■ **Work to complete**
Show every line in the records below that contains the word "pants".

■ **Records for processing**

*** Block opens ***

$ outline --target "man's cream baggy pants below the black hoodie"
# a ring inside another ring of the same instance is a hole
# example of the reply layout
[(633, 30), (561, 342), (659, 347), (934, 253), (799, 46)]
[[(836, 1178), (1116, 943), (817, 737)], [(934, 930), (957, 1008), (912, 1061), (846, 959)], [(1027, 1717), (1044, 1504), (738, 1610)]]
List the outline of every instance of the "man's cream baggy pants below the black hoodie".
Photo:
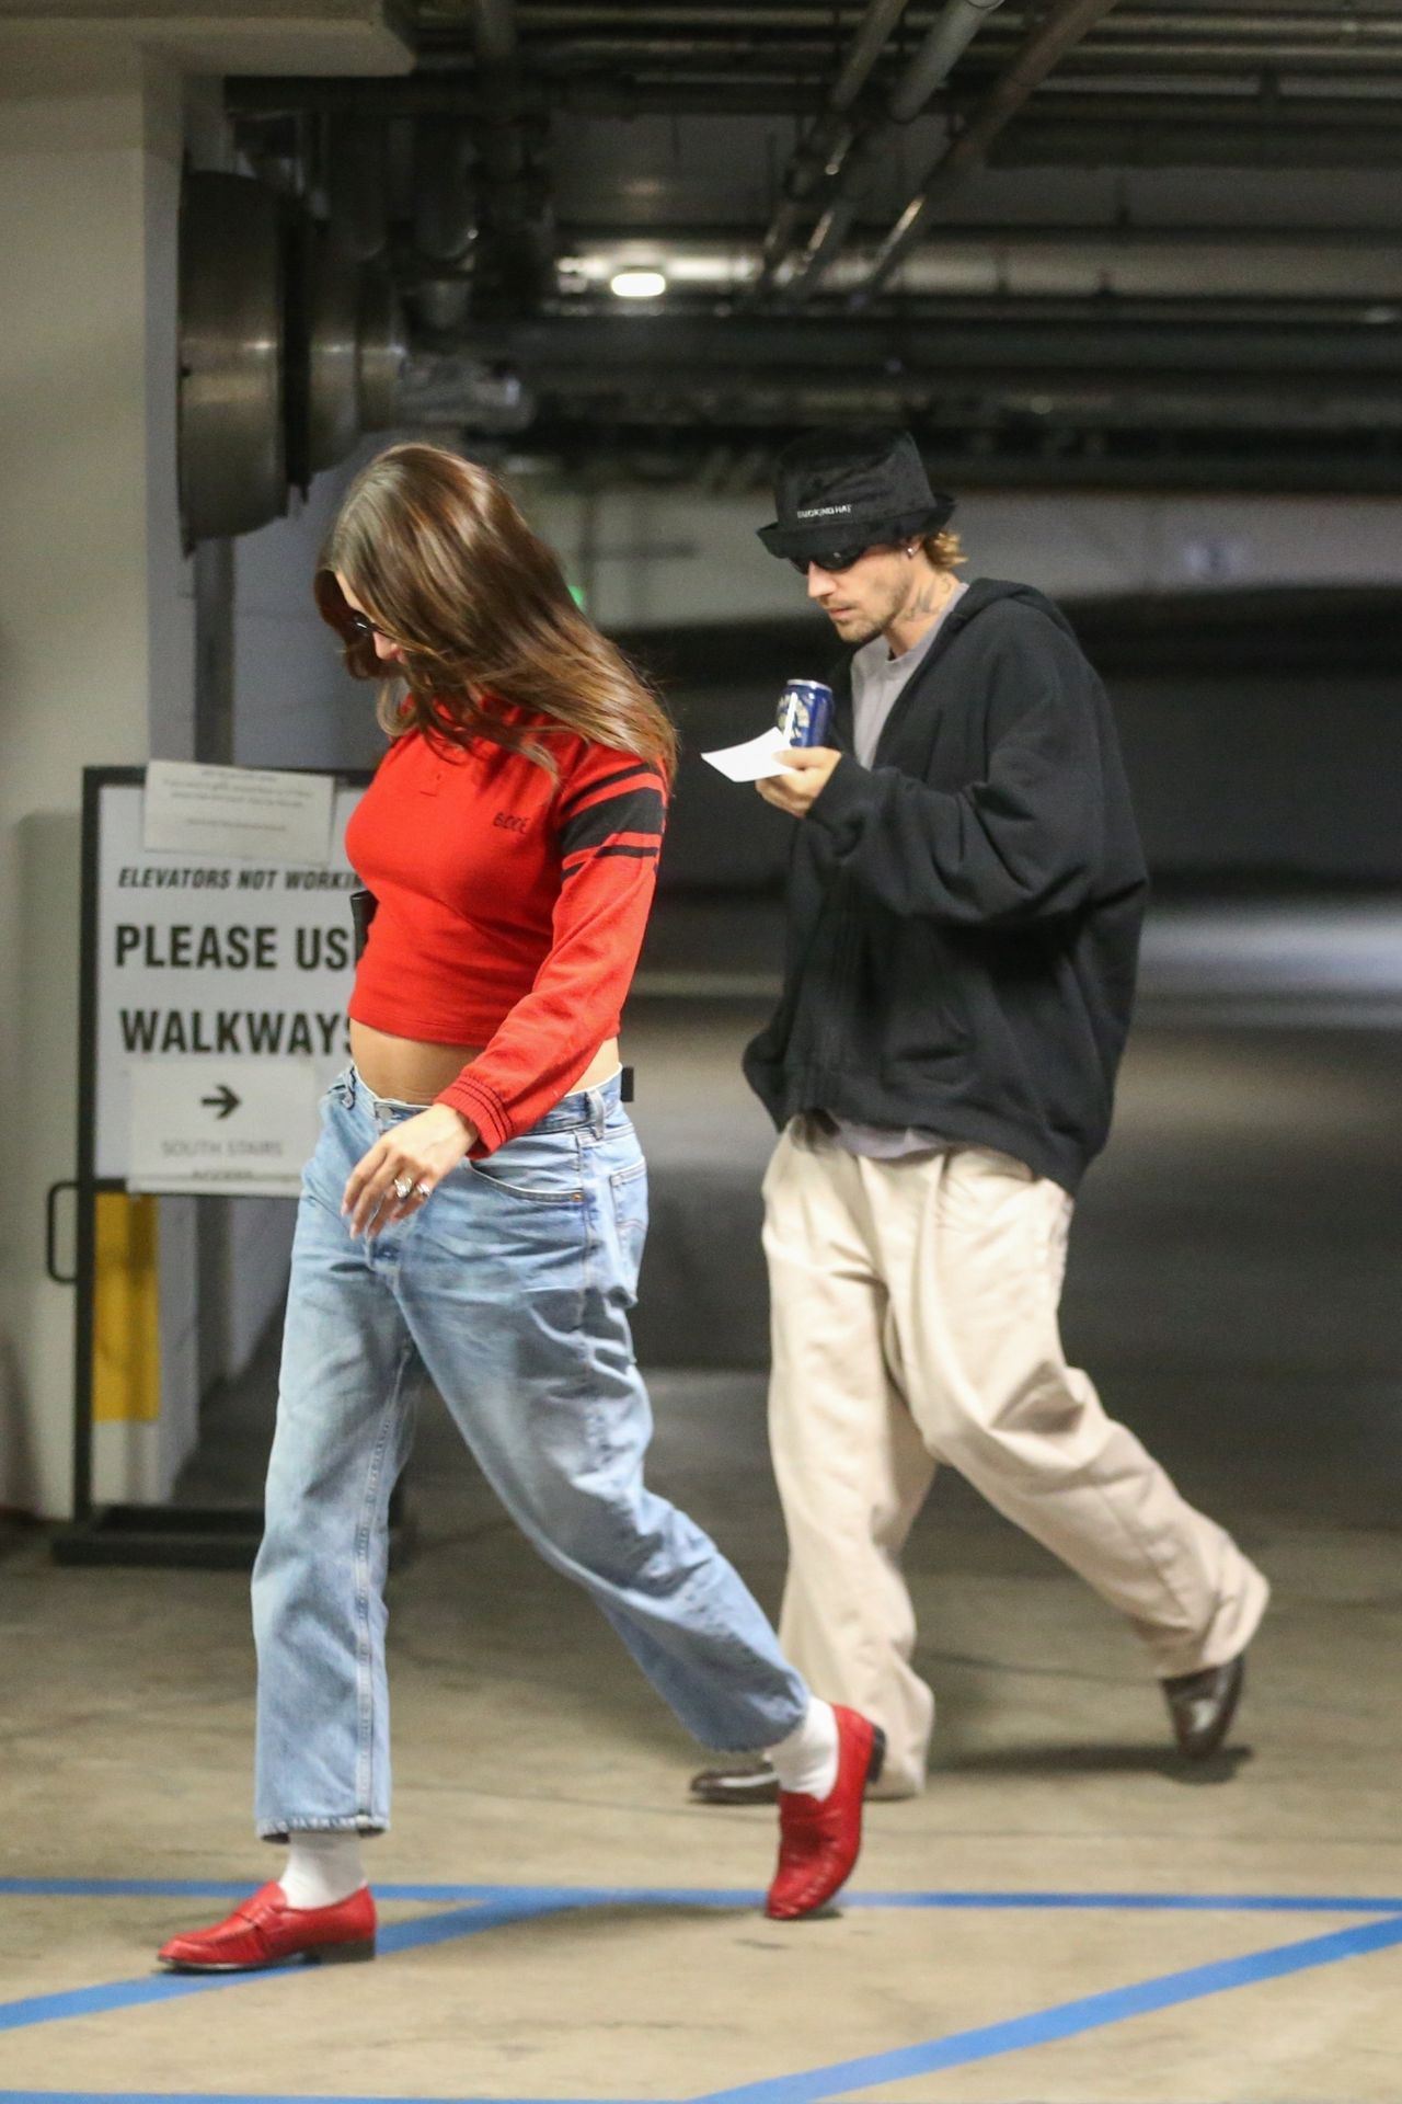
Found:
[(811, 1119), (765, 1174), (780, 1643), (885, 1727), (881, 1795), (925, 1782), (935, 1704), (900, 1555), (937, 1462), (1129, 1616), (1160, 1677), (1234, 1658), (1265, 1612), (1261, 1572), (1066, 1363), (1070, 1216), (992, 1149), (872, 1161)]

*** Block closes ***

■ **Output of the task**
$ outline --target "man's cream baggy pants below the black hoodie"
List the outline of every instance of the "man's cream baggy pants below the black hoodie".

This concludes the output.